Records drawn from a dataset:
########

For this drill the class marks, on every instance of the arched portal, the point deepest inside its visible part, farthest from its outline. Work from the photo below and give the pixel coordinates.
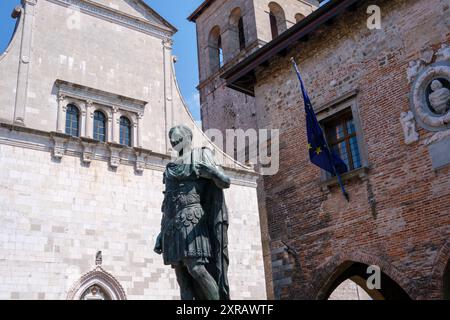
(97, 285)
(360, 273)
(446, 281)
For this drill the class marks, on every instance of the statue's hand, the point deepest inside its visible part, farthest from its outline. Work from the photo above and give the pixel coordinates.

########

Work to complete
Every line of the records above must reappear exactly, though the pictures must not.

Task solution
For this drill the class marks, on every instance of the arched portal, the point deepest inside its visible part, farthest from its outline. Work from the photo below and give the pixel coordinates.
(97, 285)
(360, 273)
(446, 281)
For this drill the class marks, on every instance of the statue's hand, the point deepest inside its visible part, farthest from its outline. Work from the photo above and give the pixel coordinates.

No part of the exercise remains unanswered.